**Travail à faire**
• 1. D'après le texte sur la Bhagavad Gita, de quel ouvrage plus vaste la Bhagavad Gita fait-elle partie ?
• 2. En une à trois phrases, expliquez quels indices le texte sur la Bhagavad Gita avance pour rapprocher la civilisation de la vallée de l'Indus de la culture indienne moderne.

La Bhagavad Gita contient un grand nombre des idées fondamentales et des concepts théologiques et philosophiques qui prévalent dans l’hindouisme d’aujourd’hui. Ces idées sont également en corrélation avec les enseignements philosophiques et moraux des autres religions.

Historique de la Bhagavad Gita

Le titre Bhagavad Gita se traduit par « Chant de Dieu » ou « Chant à l’être suprême ». La Bhagavad Gita a été écrite entre 400 avant J.-C. et 200 après J.-C. et fait partie d’un ouvrage plus vaste, le Mahabharata. Le Mahabharata est l’un des deux grands poèmes épiques sanskrits, l’autre étant le Ramayana.

La civilisation indienne, telle qu’elle est connue aujourd’hui, remonte à la civilisation de la vallée de la rivière Indus, qui a prospéré entre 2500 et 1500 avant J.-C. La civilisation de la vallée de l’Indus est connue pour ses grands centres urbains, tels que Mohenjo-Daro et Harappa. Cette civilisation était probablement préindo-européenne et semble avoir eu un système d’écriture, bien que ce système d’écriture reste encore à décoder.

On sait peu de choses sur la civilisation de la vallée de la rivière Indus, mais les archéologues et les préhistoriens pensent que ses fondateurs étaient probablement liés aux peuples de langue dravidienne du sud de l’Inde et qu’ils pourraient avoir eu des liens avec l’ancien Sumer en Mésopotamie. Il est probable que des réseaux commerciaux existaient à l’époque entre la Mésopotamie et la vallée de la rivière Indus, permettant l’échange de biens et d’idées entre les deux centres de la civilisation urbaine.

On ignore quelle part de la civilisation de la vallée de l’Indus est conservée dans la culture indienne moderne, mais des statues datant de l’époque de la civilisation de la vallée de l’Indus représentent ce qui semble être des figures humaines dans des positions de yoga connues. En outre, il existe des preuves archéologiques que des bains rituels étaient pratiqués à cette époque, une pratique qui est toujours importante dans l’hindouisme moderne.

**Données extraites**
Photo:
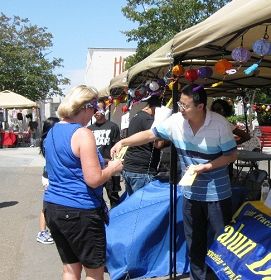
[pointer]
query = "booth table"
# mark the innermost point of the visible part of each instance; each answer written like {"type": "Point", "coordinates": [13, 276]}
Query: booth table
{"type": "Point", "coordinates": [12, 139]}
{"type": "Point", "coordinates": [254, 157]}
{"type": "Point", "coordinates": [8, 138]}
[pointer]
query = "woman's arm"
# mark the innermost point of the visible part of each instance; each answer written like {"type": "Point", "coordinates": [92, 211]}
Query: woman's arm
{"type": "Point", "coordinates": [137, 139]}
{"type": "Point", "coordinates": [243, 135]}
{"type": "Point", "coordinates": [84, 146]}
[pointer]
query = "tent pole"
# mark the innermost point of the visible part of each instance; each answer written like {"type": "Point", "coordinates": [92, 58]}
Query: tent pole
{"type": "Point", "coordinates": [173, 196]}
{"type": "Point", "coordinates": [245, 112]}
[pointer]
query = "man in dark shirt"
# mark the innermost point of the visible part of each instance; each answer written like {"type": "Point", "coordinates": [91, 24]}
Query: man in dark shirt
{"type": "Point", "coordinates": [106, 134]}
{"type": "Point", "coordinates": [33, 130]}
{"type": "Point", "coordinates": [140, 162]}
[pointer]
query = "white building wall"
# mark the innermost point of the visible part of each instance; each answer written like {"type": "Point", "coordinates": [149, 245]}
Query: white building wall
{"type": "Point", "coordinates": [103, 64]}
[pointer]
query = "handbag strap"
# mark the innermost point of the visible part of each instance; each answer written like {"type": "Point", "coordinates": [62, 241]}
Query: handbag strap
{"type": "Point", "coordinates": [99, 198]}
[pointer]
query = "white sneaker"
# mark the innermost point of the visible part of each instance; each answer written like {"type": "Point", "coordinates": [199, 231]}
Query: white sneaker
{"type": "Point", "coordinates": [44, 237]}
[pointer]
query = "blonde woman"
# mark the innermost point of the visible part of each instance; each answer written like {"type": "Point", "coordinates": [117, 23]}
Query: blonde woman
{"type": "Point", "coordinates": [73, 204]}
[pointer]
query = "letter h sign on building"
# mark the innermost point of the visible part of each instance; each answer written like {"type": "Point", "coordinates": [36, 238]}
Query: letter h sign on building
{"type": "Point", "coordinates": [243, 250]}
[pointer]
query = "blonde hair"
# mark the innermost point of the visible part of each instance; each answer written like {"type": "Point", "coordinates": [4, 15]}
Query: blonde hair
{"type": "Point", "coordinates": [75, 100]}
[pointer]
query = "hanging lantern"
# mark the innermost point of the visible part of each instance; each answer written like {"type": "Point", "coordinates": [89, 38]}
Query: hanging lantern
{"type": "Point", "coordinates": [178, 70]}
{"type": "Point", "coordinates": [217, 84]}
{"type": "Point", "coordinates": [116, 102]}
{"type": "Point", "coordinates": [205, 72]}
{"type": "Point", "coordinates": [191, 74]}
{"type": "Point", "coordinates": [170, 85]}
{"type": "Point", "coordinates": [125, 108]}
{"type": "Point", "coordinates": [240, 54]}
{"type": "Point", "coordinates": [131, 92]}
{"type": "Point", "coordinates": [262, 47]}
{"type": "Point", "coordinates": [251, 69]}
{"type": "Point", "coordinates": [154, 86]}
{"type": "Point", "coordinates": [222, 66]}
{"type": "Point", "coordinates": [161, 83]}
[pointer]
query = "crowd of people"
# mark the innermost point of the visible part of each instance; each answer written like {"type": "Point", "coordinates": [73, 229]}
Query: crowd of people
{"type": "Point", "coordinates": [81, 160]}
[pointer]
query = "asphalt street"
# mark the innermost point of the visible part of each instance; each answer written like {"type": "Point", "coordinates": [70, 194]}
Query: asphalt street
{"type": "Point", "coordinates": [21, 256]}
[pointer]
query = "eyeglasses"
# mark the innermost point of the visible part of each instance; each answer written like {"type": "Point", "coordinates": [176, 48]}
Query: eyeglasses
{"type": "Point", "coordinates": [92, 105]}
{"type": "Point", "coordinates": [183, 106]}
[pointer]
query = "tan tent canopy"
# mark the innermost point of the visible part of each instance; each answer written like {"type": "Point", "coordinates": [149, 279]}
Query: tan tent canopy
{"type": "Point", "coordinates": [118, 83]}
{"type": "Point", "coordinates": [213, 39]}
{"type": "Point", "coordinates": [9, 99]}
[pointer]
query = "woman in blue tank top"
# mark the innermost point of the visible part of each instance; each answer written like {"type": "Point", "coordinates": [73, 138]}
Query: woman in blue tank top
{"type": "Point", "coordinates": [73, 202]}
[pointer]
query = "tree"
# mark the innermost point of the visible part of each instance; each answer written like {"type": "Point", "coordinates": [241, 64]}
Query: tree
{"type": "Point", "coordinates": [24, 66]}
{"type": "Point", "coordinates": [159, 20]}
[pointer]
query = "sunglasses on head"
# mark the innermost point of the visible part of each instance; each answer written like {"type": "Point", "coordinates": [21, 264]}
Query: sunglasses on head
{"type": "Point", "coordinates": [93, 104]}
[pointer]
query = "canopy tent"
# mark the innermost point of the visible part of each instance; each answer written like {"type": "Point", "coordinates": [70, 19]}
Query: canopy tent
{"type": "Point", "coordinates": [104, 92]}
{"type": "Point", "coordinates": [118, 83]}
{"type": "Point", "coordinates": [9, 99]}
{"type": "Point", "coordinates": [213, 39]}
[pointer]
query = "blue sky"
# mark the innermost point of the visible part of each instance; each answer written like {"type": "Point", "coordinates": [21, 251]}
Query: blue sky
{"type": "Point", "coordinates": [76, 26]}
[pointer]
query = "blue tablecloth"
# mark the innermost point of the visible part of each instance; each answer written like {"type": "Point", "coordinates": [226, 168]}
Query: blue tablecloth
{"type": "Point", "coordinates": [138, 234]}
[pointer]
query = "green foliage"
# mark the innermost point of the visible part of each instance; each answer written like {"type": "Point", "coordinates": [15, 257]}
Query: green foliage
{"type": "Point", "coordinates": [234, 119]}
{"type": "Point", "coordinates": [262, 95]}
{"type": "Point", "coordinates": [24, 67]}
{"type": "Point", "coordinates": [159, 20]}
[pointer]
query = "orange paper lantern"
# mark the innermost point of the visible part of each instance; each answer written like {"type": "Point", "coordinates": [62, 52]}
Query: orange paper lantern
{"type": "Point", "coordinates": [222, 66]}
{"type": "Point", "coordinates": [177, 70]}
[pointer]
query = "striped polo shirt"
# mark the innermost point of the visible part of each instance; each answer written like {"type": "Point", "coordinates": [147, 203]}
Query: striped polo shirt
{"type": "Point", "coordinates": [212, 140]}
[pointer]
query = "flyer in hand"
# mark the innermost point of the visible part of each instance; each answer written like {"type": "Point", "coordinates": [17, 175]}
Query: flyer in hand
{"type": "Point", "coordinates": [188, 177]}
{"type": "Point", "coordinates": [121, 153]}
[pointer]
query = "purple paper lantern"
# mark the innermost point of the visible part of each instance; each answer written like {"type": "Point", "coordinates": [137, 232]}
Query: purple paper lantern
{"type": "Point", "coordinates": [205, 72]}
{"type": "Point", "coordinates": [240, 54]}
{"type": "Point", "coordinates": [262, 47]}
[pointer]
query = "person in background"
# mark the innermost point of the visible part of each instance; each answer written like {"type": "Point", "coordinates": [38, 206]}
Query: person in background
{"type": "Point", "coordinates": [223, 108]}
{"type": "Point", "coordinates": [140, 162]}
{"type": "Point", "coordinates": [74, 209]}
{"type": "Point", "coordinates": [205, 143]}
{"type": "Point", "coordinates": [33, 130]}
{"type": "Point", "coordinates": [107, 134]}
{"type": "Point", "coordinates": [43, 235]}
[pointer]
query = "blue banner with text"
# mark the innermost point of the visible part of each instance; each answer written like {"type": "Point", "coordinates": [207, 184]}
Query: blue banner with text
{"type": "Point", "coordinates": [243, 250]}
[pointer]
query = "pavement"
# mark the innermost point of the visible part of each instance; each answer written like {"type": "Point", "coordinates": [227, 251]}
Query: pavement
{"type": "Point", "coordinates": [21, 256]}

**Réponses**
• 1. Du Mahabharata.

• 2. Des statues de cette époque semblent représenter des figures humaines dans des positions de yoga connues. Des preuves archéologiques montrent aussi que des bains rituels étaient pratiqués, une pratique toujours importante dans l'hindouisme moderne.